Count the lines of the records that contain the string "charred", treating uppercase and lowercase as different. Reply with the number alone.

Pointing dataset records
▼

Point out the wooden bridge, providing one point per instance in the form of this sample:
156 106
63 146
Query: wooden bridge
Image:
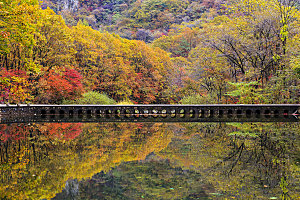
150 113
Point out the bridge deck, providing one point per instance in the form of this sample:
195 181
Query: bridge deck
150 113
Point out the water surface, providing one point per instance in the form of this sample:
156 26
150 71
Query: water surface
150 161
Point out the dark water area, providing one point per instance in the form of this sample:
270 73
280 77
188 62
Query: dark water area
150 161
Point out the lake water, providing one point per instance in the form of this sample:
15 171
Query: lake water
150 161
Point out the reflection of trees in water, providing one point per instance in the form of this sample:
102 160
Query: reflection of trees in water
246 161
267 156
47 155
153 178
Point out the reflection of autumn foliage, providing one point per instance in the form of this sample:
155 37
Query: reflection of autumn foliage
13 132
14 86
65 131
50 154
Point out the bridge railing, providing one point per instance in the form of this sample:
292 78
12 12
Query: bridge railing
150 113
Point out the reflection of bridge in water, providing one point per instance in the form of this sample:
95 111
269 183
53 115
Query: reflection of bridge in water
150 113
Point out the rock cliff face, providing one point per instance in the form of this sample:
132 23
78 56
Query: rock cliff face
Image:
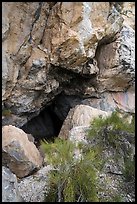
82 48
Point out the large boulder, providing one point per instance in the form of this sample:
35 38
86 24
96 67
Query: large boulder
18 153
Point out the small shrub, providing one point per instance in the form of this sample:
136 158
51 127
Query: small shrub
129 169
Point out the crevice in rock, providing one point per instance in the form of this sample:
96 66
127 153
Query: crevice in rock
48 123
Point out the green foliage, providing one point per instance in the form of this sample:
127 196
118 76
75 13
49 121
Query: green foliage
71 180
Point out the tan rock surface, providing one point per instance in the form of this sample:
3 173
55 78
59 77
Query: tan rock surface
19 154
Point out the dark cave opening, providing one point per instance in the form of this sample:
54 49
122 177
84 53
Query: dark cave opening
48 123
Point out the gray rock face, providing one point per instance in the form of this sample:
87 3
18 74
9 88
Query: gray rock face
33 188
10 191
116 62
18 153
43 45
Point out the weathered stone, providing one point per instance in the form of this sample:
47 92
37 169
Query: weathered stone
18 153
81 115
10 191
74 35
33 188
109 101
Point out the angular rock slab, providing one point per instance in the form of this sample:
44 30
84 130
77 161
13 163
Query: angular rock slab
18 153
10 191
81 115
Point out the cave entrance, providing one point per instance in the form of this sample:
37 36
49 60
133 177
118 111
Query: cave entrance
48 123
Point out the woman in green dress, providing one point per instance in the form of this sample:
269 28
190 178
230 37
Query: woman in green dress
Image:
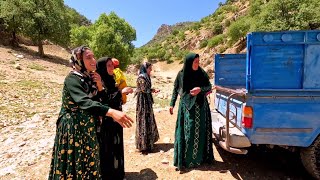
146 130
193 133
76 149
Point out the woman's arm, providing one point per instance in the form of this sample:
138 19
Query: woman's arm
175 90
81 98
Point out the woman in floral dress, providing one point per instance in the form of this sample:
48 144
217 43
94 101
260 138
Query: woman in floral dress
193 134
76 149
146 130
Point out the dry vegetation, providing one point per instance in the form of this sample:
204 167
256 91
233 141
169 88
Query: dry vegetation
30 103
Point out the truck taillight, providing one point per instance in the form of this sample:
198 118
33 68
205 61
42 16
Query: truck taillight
247 117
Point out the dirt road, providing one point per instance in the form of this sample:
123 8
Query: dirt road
30 100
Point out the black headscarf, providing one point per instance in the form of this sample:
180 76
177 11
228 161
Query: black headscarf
79 69
113 98
143 72
193 78
190 77
107 79
76 59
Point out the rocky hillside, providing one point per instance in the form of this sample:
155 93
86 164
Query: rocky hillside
176 40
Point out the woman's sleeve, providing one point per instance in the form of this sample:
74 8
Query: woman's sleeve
79 95
207 87
175 90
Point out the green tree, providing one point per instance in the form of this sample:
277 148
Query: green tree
11 13
279 15
112 36
76 18
46 20
80 35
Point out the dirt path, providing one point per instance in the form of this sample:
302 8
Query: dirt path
30 103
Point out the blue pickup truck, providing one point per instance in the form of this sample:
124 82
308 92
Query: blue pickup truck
271 95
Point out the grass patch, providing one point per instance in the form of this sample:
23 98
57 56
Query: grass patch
29 84
162 102
131 80
37 67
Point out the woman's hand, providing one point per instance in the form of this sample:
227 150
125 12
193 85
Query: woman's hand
127 90
97 79
155 90
195 91
120 117
171 110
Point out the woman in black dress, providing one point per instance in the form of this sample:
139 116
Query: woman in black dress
111 133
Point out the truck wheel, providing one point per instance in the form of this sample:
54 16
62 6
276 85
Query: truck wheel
310 157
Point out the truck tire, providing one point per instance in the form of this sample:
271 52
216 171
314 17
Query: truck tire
310 157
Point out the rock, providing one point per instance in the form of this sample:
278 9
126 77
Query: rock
165 161
8 141
8 170
166 140
17 66
20 56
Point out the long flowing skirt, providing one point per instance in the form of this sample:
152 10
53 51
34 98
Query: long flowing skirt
111 150
76 149
146 128
193 136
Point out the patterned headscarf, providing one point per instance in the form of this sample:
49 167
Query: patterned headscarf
143 71
76 62
193 78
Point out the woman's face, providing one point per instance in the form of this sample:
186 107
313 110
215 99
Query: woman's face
195 64
89 60
149 70
110 67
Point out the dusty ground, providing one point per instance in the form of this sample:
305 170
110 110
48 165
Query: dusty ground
30 102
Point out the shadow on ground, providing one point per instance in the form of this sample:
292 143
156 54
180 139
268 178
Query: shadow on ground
260 163
147 173
162 146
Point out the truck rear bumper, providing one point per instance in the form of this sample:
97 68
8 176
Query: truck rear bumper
236 138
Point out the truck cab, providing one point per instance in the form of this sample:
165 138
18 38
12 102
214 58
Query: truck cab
271 95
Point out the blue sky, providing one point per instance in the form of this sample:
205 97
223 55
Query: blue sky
146 16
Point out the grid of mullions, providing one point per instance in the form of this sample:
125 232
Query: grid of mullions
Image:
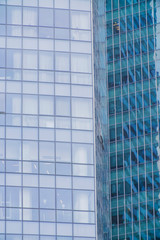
46 154
132 38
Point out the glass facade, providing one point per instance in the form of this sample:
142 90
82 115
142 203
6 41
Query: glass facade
133 37
47 170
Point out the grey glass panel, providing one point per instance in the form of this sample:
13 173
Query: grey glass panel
64 199
13 197
45 17
62 18
47 198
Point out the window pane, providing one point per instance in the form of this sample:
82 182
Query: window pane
80 20
62 18
14 15
45 17
80 4
46 60
82 153
62 4
81 63
46 151
30 59
81 107
83 200
2 15
29 16
47 198
62 61
30 104
30 150
30 197
46 106
63 106
65 155
13 150
14 59
64 199
13 197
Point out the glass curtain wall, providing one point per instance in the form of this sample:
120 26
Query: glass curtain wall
133 97
47 175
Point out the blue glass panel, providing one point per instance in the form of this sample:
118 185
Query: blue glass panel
126 131
143 19
142 183
146 99
134 157
134 184
128 186
123 50
133 128
151 44
119 160
148 154
149 181
113 189
141 155
152 70
124 77
129 23
139 99
144 45
112 134
121 216
127 158
140 127
118 105
149 18
113 161
138 73
122 25
131 75
109 29
116 26
132 101
136 21
130 49
117 78
137 47
110 80
135 213
120 188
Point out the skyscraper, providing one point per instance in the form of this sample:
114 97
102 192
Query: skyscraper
132 35
47 164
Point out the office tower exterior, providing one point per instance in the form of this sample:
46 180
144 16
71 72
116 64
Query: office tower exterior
133 38
47 170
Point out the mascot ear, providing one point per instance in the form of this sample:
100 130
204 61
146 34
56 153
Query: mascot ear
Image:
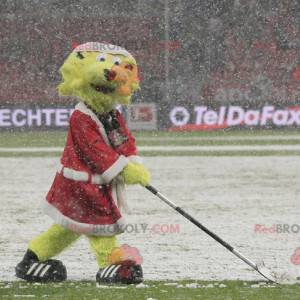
64 89
67 88
135 86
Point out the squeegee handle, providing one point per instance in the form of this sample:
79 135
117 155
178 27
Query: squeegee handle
154 191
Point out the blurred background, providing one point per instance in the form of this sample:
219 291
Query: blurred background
212 54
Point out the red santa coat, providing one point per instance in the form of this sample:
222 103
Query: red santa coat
83 195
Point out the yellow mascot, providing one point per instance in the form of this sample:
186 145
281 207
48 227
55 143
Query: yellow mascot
99 159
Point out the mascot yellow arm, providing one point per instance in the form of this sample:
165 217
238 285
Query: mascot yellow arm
135 173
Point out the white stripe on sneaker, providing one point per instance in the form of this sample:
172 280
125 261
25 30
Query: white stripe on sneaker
103 271
47 267
38 269
32 268
114 271
107 271
111 270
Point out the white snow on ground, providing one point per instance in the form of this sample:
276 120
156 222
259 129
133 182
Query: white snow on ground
173 148
227 194
222 138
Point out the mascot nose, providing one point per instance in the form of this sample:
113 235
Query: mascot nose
109 74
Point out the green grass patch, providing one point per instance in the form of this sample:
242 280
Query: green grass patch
150 290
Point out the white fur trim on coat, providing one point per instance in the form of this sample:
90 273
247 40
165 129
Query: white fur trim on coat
82 228
136 159
115 169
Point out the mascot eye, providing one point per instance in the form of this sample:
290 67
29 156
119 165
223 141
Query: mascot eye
129 67
116 60
79 55
101 57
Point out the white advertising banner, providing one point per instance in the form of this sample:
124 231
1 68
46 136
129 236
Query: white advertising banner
235 116
142 116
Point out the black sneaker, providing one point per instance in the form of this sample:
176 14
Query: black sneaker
126 272
32 270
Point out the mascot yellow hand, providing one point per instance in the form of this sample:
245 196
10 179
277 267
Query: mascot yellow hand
136 174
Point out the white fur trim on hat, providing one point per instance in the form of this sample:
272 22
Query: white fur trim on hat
101 47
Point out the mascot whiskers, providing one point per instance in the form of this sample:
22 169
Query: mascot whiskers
99 159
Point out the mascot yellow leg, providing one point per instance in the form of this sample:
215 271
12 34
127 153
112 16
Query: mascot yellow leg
103 246
52 242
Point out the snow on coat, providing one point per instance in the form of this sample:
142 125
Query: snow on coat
83 195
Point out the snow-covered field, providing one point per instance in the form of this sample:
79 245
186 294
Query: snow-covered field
227 194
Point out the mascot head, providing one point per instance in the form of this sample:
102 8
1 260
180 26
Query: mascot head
102 75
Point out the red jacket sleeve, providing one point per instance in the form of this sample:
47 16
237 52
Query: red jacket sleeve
93 150
128 148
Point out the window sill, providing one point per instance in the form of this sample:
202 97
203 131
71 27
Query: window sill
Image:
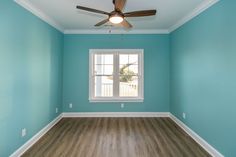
94 100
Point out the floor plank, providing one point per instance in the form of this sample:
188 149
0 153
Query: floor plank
116 137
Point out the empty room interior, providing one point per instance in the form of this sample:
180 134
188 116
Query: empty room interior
117 78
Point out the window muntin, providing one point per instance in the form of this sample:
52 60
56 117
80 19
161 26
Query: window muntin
116 75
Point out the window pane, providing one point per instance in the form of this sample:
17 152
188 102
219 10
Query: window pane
103 59
103 86
128 86
133 59
103 70
124 59
128 69
133 69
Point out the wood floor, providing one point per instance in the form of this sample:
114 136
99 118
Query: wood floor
116 137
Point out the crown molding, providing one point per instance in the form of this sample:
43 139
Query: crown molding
201 8
116 31
37 12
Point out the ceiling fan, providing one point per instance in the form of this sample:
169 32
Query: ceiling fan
117 16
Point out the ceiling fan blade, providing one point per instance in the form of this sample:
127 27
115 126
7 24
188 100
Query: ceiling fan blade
119 4
140 13
126 24
102 22
92 10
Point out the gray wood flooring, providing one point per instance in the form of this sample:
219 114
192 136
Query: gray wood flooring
116 137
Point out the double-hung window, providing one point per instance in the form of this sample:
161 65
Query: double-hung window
116 75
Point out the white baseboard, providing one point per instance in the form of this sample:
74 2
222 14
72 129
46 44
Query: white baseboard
211 150
35 138
115 114
189 131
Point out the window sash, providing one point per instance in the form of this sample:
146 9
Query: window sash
116 76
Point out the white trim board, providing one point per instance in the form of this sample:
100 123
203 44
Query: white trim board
20 151
37 12
115 114
116 31
189 131
211 150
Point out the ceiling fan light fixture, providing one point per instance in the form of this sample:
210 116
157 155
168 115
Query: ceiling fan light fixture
116 19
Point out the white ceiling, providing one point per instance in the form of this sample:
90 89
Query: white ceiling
64 16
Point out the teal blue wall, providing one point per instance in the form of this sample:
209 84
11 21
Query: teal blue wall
76 67
30 75
203 75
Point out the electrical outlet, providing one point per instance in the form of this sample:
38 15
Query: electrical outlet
70 105
23 132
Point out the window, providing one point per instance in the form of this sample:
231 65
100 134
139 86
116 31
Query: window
116 75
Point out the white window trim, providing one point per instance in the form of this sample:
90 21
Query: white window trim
140 98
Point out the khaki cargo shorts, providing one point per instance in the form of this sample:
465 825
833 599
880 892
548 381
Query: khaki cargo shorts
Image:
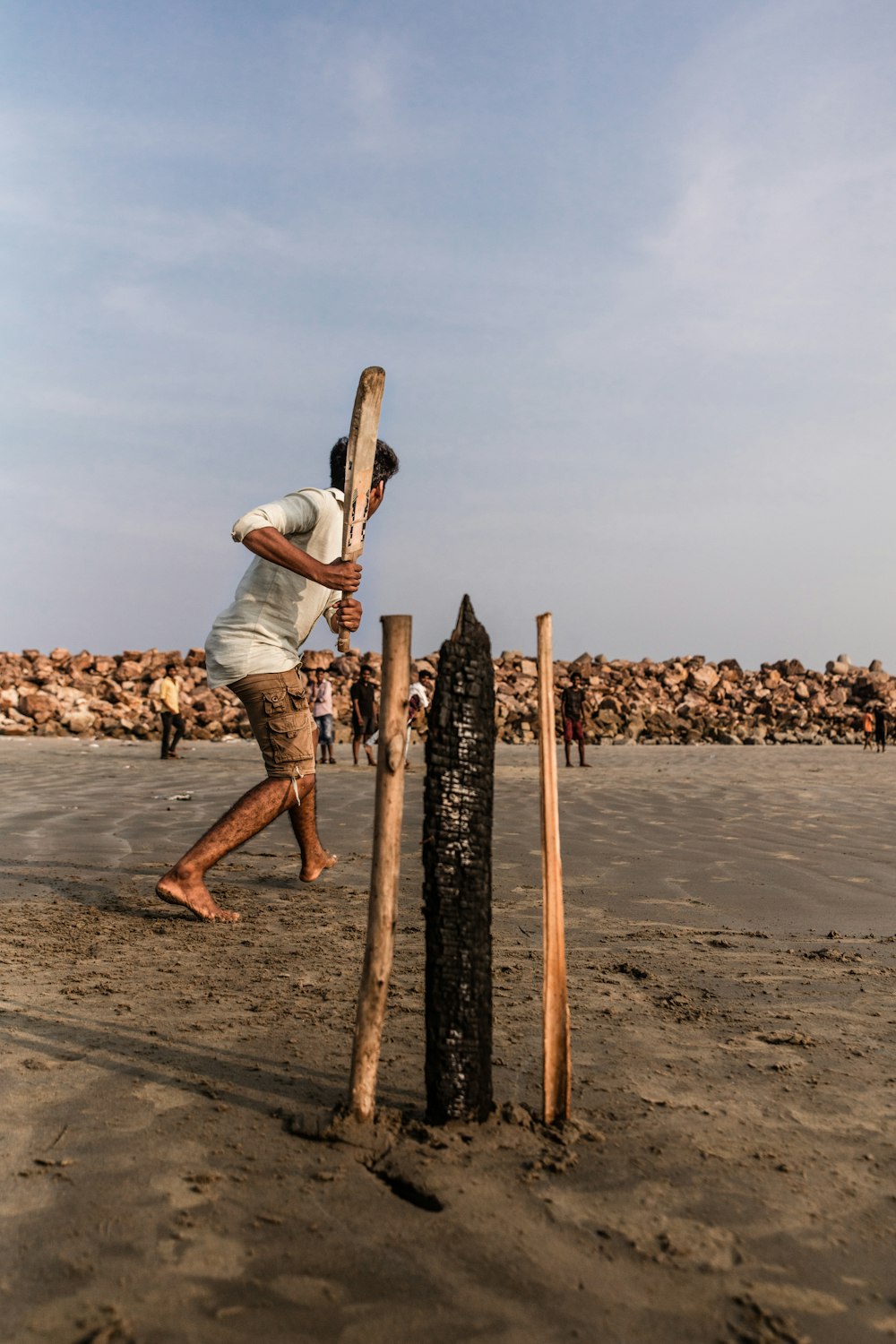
277 709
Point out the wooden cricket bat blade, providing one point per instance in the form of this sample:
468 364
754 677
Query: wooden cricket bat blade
359 468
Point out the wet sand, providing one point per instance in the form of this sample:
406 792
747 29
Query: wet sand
728 1175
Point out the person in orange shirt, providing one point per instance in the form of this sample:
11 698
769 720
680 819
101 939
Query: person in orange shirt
171 715
868 728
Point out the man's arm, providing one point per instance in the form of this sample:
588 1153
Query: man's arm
271 545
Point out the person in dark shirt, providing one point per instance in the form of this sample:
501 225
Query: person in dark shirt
880 728
573 711
365 717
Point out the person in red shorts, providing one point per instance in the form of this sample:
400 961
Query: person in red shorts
573 711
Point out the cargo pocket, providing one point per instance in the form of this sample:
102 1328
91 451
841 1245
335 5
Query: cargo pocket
284 736
276 703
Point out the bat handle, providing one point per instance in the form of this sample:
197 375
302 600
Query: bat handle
344 639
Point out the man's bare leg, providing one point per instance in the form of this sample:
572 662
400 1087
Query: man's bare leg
316 859
185 884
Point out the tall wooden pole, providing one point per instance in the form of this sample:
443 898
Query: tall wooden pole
384 870
555 1004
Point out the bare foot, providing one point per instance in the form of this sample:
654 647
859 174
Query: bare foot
312 868
195 895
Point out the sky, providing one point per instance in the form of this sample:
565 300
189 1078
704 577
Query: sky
627 263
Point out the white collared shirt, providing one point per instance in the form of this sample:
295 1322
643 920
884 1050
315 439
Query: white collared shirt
274 609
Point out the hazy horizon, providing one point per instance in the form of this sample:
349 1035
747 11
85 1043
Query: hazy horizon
627 266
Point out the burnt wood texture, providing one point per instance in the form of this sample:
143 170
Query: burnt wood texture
457 876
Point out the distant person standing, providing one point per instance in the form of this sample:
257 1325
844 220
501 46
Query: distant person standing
322 699
418 702
880 728
868 728
168 695
365 717
573 712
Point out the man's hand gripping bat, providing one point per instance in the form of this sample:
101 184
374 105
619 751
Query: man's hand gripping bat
359 470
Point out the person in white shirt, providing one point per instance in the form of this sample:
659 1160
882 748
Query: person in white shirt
418 702
322 693
254 648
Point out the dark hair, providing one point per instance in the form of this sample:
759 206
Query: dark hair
384 462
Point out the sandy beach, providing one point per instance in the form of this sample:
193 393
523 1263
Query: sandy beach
167 1167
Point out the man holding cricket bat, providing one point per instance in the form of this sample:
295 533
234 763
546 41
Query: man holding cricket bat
254 650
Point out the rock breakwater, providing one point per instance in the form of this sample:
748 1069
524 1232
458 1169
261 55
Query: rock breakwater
683 701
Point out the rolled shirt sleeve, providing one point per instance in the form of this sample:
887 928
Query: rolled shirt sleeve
293 513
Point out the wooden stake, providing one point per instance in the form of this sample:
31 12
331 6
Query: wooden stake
384 870
557 1073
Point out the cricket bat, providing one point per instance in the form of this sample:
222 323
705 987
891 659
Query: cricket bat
359 470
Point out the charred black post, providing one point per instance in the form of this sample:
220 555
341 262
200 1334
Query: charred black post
457 876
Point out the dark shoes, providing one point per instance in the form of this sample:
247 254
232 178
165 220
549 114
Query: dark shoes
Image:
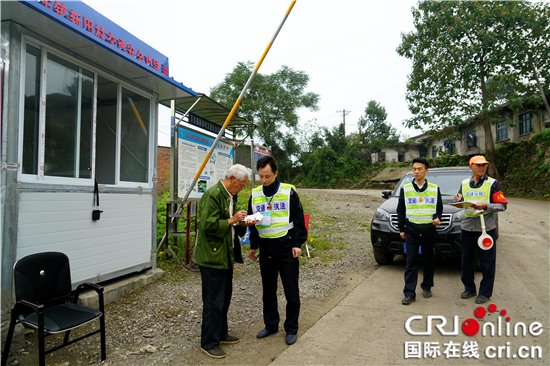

▲

▸ **RESULT**
2